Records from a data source
---+---

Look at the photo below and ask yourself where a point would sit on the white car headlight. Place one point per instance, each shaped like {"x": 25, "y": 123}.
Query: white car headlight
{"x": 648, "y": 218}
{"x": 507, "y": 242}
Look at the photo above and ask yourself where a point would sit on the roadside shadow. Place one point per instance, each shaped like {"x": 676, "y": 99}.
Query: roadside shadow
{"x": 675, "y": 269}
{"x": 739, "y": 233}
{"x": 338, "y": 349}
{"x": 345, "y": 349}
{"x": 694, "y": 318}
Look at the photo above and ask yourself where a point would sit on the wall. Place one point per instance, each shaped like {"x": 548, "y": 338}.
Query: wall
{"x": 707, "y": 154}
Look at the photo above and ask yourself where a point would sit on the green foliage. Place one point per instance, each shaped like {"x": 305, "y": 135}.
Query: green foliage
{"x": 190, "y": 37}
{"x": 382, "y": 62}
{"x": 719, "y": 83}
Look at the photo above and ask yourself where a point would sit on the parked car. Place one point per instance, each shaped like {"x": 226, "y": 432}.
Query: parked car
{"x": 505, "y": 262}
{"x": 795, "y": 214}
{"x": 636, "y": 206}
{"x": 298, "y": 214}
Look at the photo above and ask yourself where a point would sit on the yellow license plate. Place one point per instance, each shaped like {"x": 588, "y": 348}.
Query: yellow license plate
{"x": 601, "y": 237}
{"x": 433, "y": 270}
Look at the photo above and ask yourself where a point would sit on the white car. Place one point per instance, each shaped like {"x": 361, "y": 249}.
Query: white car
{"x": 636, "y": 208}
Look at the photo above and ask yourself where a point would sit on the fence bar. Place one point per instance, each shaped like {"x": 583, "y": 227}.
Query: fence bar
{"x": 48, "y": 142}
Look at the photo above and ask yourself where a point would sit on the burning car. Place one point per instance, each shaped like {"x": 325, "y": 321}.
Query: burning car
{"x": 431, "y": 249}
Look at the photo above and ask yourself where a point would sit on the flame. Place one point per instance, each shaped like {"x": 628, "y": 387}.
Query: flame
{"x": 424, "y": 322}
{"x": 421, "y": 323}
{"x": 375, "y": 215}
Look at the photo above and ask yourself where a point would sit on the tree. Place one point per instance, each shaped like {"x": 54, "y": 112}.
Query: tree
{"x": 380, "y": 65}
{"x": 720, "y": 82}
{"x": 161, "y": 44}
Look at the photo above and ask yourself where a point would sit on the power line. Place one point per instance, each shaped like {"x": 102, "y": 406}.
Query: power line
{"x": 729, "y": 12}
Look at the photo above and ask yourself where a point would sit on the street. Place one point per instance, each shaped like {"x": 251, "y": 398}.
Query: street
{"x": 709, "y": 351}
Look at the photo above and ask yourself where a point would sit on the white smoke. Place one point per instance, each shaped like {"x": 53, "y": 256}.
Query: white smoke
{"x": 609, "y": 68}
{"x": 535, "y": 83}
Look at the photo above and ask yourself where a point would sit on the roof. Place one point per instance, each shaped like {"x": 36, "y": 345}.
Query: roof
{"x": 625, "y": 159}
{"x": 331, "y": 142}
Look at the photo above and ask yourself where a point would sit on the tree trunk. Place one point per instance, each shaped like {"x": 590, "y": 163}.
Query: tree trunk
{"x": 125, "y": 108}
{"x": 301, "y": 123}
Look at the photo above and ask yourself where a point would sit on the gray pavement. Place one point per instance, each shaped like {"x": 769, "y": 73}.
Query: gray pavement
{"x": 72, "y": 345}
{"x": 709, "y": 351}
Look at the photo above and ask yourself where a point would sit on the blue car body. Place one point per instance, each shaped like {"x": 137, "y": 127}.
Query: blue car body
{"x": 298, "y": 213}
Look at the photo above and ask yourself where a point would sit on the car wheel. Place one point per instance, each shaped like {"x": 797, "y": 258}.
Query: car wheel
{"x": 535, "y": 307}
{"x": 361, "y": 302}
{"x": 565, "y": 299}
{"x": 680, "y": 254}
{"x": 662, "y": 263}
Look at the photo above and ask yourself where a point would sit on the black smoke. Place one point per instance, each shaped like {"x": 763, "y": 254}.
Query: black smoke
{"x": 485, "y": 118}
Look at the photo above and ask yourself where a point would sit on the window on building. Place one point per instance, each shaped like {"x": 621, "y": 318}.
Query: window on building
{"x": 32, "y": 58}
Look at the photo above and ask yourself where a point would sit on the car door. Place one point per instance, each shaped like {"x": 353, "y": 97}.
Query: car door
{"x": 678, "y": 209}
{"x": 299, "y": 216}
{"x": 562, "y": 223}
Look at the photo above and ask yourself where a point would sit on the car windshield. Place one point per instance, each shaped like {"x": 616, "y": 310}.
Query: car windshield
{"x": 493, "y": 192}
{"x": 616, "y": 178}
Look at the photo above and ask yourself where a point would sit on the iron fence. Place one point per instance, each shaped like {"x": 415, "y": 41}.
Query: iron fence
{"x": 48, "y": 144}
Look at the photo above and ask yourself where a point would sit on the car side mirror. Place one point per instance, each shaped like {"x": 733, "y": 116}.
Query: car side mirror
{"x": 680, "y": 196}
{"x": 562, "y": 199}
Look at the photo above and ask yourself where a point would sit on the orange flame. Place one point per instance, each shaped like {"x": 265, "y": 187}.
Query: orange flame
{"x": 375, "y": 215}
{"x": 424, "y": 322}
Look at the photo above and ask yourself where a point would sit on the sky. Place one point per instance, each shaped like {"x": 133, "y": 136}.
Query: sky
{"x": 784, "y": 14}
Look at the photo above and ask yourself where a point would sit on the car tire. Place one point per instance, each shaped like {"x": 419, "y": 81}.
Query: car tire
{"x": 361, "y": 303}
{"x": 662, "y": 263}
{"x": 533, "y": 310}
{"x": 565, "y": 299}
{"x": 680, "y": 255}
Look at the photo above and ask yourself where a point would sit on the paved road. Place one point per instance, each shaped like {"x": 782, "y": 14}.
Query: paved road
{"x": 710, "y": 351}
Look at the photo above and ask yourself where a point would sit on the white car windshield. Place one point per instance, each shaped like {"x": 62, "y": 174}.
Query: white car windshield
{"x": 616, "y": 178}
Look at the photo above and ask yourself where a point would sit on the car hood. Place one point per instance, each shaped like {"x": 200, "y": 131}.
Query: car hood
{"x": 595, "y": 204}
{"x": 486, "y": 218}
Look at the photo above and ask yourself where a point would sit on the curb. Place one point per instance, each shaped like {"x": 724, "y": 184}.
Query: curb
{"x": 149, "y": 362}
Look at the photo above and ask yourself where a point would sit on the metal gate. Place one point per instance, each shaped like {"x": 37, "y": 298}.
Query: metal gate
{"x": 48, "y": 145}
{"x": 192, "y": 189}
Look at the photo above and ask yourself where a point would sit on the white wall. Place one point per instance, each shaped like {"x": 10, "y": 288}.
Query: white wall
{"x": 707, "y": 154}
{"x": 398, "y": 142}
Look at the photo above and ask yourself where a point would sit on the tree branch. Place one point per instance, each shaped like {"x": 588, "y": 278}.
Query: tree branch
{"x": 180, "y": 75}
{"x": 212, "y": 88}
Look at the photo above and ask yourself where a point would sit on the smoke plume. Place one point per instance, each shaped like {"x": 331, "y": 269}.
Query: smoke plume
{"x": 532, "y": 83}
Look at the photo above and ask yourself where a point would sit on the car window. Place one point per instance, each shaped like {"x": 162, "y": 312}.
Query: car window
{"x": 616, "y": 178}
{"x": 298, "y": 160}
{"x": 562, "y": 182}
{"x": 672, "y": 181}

---+---

* _Your assignment_
Down to the last line, restate the records exactly.

* _Finished task_
Look at the photo below and ask yourself where a point would sit on the white car headlight. Place one point per instance, each shaped like {"x": 25, "y": 123}.
Query: white car headlight
{"x": 648, "y": 218}
{"x": 507, "y": 242}
Look at the photo above and ask yourself where a point would sit on the roadside shadow. Place one point per instance, each shaped like {"x": 676, "y": 99}.
Query: roadside shadow
{"x": 675, "y": 269}
{"x": 739, "y": 233}
{"x": 338, "y": 349}
{"x": 345, "y": 349}
{"x": 694, "y": 318}
Look at the photo above and ask yourself where a point would sit on the wall. Place one point per instance, each shaped like {"x": 548, "y": 338}.
Query: wall
{"x": 707, "y": 154}
Look at the photo above and ask yourself where a point would sit on the green foliage. Place one point per instance, each shaped like {"x": 305, "y": 135}.
Query: green foliage
{"x": 190, "y": 37}
{"x": 382, "y": 62}
{"x": 719, "y": 83}
Look at the photo above and ask yourself where a point would sit on the parked car. Place one point per instance, each shaped like {"x": 226, "y": 432}.
Query: parked car
{"x": 505, "y": 262}
{"x": 795, "y": 214}
{"x": 636, "y": 206}
{"x": 298, "y": 214}
Look at the photo above and ask yourself where a point would sit on the yellow license plate. Place one point per instance, each shaped like {"x": 588, "y": 348}.
Query: yellow license plate
{"x": 601, "y": 237}
{"x": 433, "y": 270}
Look at the photo above and ask yourself where a point would sit on the white car. Place one point per instance, each shaped like {"x": 361, "y": 249}.
Query: white car
{"x": 636, "y": 208}
Look at the photo above and ask yourself where a point would sit on the fence bar. Place one point per instance, each shaped like {"x": 583, "y": 227}.
Query: fence bar
{"x": 48, "y": 142}
Look at the photo above and ask yourself where a point would sit on the burning car. Place one point per instance, each shaped like {"x": 325, "y": 321}.
Query: burning car
{"x": 431, "y": 249}
Look at the photo above and ask yourself where a point would sit on the flame. Place one point per instance, each shaped like {"x": 628, "y": 387}.
Query: flame
{"x": 424, "y": 322}
{"x": 421, "y": 323}
{"x": 375, "y": 215}
Look at the photo above and ask yourself where a point would sit on the tree. Place one point per instance, each shaped like {"x": 54, "y": 112}.
Query: tree
{"x": 380, "y": 65}
{"x": 720, "y": 82}
{"x": 161, "y": 44}
Look at the photo above and ask yourself where a point would sit on the power line. Place one point per instance, each shaped like {"x": 102, "y": 406}.
Query: power line
{"x": 729, "y": 12}
Look at the photo above and ask yourself where a point would sit on the street. Place one point per instance, each shaped like {"x": 251, "y": 398}.
Query: street
{"x": 709, "y": 351}
Look at the photo above and ask yourself where a point would sit on the white smoke. Place one point per instance, each shaped like {"x": 53, "y": 256}.
Query: white smoke
{"x": 609, "y": 68}
{"x": 535, "y": 83}
Look at the photo above and ask yourself where a point would sit on the roof. Place one point per instance, each shaped like {"x": 36, "y": 345}.
Query: roof
{"x": 625, "y": 159}
{"x": 331, "y": 142}
Look at the photo above and ask yourself where a point would sit on the tree trunk. Place one point per instance, each shaped like {"x": 590, "y": 163}.
Query: tree trunk
{"x": 125, "y": 108}
{"x": 301, "y": 123}
Look at the photo above and ask yourself where a point would sit on the gray pavement. Place one point per instance, each shaped like {"x": 769, "y": 73}.
Query: gray pavement
{"x": 72, "y": 345}
{"x": 709, "y": 351}
Look at the photo above and ask yourself where a point would sit on the blue car body. Place one point per instance, each shaped like {"x": 137, "y": 127}.
Query: blue car body
{"x": 298, "y": 213}
Look at the photo above and ask yourself where a point would sit on the car wheel. Place one point per instance, each shaped like {"x": 797, "y": 258}.
Query: car wheel
{"x": 535, "y": 307}
{"x": 361, "y": 302}
{"x": 565, "y": 299}
{"x": 680, "y": 254}
{"x": 662, "y": 263}
Look at the photo above and ask yourself where a point would sit on the black smoke. Place one point per instance, each shaped like {"x": 763, "y": 254}.
Query: black smoke
{"x": 485, "y": 118}
Look at the photo above and ask yourself where a point would sit on the window on building. Place one point per instance, each shaped like {"x": 621, "y": 318}.
Query: window on building
{"x": 32, "y": 58}
Look at the photo above and ask yourself where a point would sit on the car door. Place one point per instance, each shaped like {"x": 353, "y": 97}.
Query: car door
{"x": 678, "y": 209}
{"x": 299, "y": 216}
{"x": 562, "y": 223}
Look at the photo above and ask yourself where a point would sit on the car windshield. Place one point per instance, each shaped like {"x": 616, "y": 310}.
Query: car windshield
{"x": 493, "y": 192}
{"x": 616, "y": 178}
Look at the photo above and ask yourself where a point would sit on the iron fence. Place one point per instance, each shaped like {"x": 415, "y": 41}.
Query: iron fence
{"x": 48, "y": 144}
Look at the photo above and ask yourself where a point would sit on the car side mirror. Place one point per instance, each shaped like {"x": 733, "y": 116}.
Query: car side mirror
{"x": 680, "y": 196}
{"x": 562, "y": 199}
Look at the photo above and ask yourself where a point would sit on the orange flame. Place one point per instance, each shaped like {"x": 265, "y": 187}.
Query: orange flame
{"x": 375, "y": 215}
{"x": 424, "y": 322}
Look at the photo above and ask yourself where a point would sit on the sky. Place one point per instance, each shaped like {"x": 133, "y": 136}.
Query: sky
{"x": 784, "y": 14}
Look at the photo above and ask yourself where a point would sit on the car tire. Place one point per instance, each shaped like {"x": 419, "y": 81}.
Query: car tire
{"x": 361, "y": 303}
{"x": 662, "y": 263}
{"x": 533, "y": 310}
{"x": 565, "y": 299}
{"x": 680, "y": 255}
Look at the photo above and ask yourself where a point would sit on the paved road. Place one point per instance, each shaped like {"x": 782, "y": 14}.
Query: paved road
{"x": 710, "y": 351}
Look at the photo above and ask yourself where a point would sit on the white car windshield. Place one point per instance, each shaped like {"x": 62, "y": 174}.
Query: white car windshield
{"x": 616, "y": 178}
Look at the photo above and ask yourself where a point would sit on the car hood. Place one point per instance, each shaped like {"x": 200, "y": 131}.
Query: car hood
{"x": 595, "y": 204}
{"x": 486, "y": 218}
Look at the photo above and ask yourself where a point would sit on the curb. Place one point per instance, each shaped like {"x": 724, "y": 184}.
Query: curb
{"x": 149, "y": 362}
Look at the photo above and ask yourself where a point would sit on the metal gate. Place one point per instance, each shaped like {"x": 37, "y": 298}.
Query: metal gate
{"x": 48, "y": 145}
{"x": 192, "y": 189}
Look at the photo above and ask yourself where a point would sit on the white wall. Place one point per instance, each shaped like {"x": 10, "y": 288}.
Query: white wall
{"x": 707, "y": 154}
{"x": 398, "y": 142}
Look at the photo above and ask yourself where a point would sit on the tree branch. Place one point per instance, each shaped like {"x": 588, "y": 278}.
Query: tree branch
{"x": 180, "y": 75}
{"x": 212, "y": 88}
Look at the photo above and ask yourself where a point would sit on the smoke plume. Place one point per instance, each shaped like {"x": 331, "y": 269}.
Query: smoke plume
{"x": 532, "y": 83}
Look at the photo above and ask yourself where a point would sit on the car window. Place one point per instance, each shaped like {"x": 162, "y": 312}.
Query: car window
{"x": 616, "y": 178}
{"x": 298, "y": 160}
{"x": 562, "y": 182}
{"x": 672, "y": 181}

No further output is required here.